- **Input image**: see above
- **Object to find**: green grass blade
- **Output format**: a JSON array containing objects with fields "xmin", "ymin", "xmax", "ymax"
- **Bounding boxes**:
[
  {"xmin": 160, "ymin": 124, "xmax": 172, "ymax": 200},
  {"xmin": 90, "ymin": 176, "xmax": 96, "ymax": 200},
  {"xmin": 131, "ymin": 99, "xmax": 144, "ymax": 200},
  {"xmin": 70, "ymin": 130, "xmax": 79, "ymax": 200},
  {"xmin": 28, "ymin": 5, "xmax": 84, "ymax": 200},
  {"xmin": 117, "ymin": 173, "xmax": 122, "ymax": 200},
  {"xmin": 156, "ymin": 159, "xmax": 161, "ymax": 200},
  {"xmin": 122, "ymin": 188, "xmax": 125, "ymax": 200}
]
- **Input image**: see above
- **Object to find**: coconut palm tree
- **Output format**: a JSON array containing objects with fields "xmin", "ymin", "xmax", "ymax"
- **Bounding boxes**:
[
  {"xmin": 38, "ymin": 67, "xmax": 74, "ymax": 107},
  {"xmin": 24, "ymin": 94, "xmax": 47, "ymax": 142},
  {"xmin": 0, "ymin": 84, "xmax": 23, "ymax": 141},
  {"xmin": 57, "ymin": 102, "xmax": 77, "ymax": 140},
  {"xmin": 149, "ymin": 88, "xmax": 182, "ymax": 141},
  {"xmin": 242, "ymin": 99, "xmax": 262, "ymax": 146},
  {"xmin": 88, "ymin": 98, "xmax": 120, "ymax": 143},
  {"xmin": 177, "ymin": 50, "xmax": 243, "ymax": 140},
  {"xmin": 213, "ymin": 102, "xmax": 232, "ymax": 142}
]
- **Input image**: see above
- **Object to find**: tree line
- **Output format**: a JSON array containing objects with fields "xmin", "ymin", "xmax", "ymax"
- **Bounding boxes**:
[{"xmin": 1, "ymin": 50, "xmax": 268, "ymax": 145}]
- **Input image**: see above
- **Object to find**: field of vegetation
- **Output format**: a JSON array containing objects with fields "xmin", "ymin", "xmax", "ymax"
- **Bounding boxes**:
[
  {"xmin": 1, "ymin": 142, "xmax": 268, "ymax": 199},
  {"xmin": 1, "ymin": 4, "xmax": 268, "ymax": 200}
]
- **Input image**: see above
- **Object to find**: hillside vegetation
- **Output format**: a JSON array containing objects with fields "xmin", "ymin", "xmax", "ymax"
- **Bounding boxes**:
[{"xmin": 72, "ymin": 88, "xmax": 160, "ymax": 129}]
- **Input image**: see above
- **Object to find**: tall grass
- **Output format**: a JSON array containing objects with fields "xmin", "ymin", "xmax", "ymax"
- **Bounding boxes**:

##########

◆ WHAT NEEDS TO BE DONE
The expected output is the lines from the one with "- **Object to find**: tall grass" through the end of the data, exactly as written and nothing more.

◆ YOUR RESPONSE
- **Object to find**: tall grass
- **Output format**: a JSON array containing objects with fields "xmin", "ymin", "xmax", "ymax"
- **Bounding boxes**:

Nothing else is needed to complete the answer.